> _EXERCISE_:
In the records below, the lines from the one with "[indicate] the woman" through the last are to be printed exactly, and nothing else.

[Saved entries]
---*---
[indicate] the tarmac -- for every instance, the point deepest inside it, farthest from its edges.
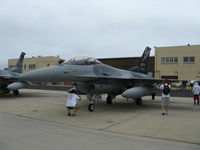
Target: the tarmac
(37, 119)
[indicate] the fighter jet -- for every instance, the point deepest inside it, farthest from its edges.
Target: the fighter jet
(93, 78)
(8, 78)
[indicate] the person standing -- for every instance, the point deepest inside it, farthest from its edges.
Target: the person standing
(196, 92)
(165, 99)
(71, 102)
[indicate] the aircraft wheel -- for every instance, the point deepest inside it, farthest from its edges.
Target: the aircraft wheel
(138, 101)
(91, 107)
(16, 92)
(109, 99)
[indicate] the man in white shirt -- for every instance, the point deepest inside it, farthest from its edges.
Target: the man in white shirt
(165, 87)
(196, 92)
(71, 102)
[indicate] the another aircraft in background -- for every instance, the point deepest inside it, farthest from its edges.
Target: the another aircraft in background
(8, 78)
(93, 78)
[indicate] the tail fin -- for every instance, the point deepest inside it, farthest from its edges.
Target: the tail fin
(19, 65)
(142, 67)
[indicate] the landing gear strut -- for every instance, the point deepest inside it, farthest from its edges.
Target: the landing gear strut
(16, 92)
(92, 99)
(109, 99)
(138, 101)
(91, 107)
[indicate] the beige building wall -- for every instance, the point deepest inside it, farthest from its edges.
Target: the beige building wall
(182, 62)
(33, 63)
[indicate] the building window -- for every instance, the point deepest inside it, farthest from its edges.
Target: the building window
(32, 66)
(169, 59)
(188, 59)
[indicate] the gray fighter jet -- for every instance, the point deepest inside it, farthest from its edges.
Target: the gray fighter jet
(93, 78)
(8, 78)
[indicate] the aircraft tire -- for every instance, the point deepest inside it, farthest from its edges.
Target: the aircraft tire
(16, 92)
(91, 107)
(109, 99)
(138, 101)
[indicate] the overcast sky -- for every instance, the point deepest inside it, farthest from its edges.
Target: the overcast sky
(98, 28)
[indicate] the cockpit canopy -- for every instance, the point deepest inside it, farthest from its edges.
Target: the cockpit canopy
(82, 60)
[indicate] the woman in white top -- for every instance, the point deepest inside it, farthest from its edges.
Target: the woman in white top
---*---
> _OUTPUT OF THE TASK_:
[indicate] the woman in white top -- for every instance, the point deepest inside it, farthest from its edges.
Target: the woman in white top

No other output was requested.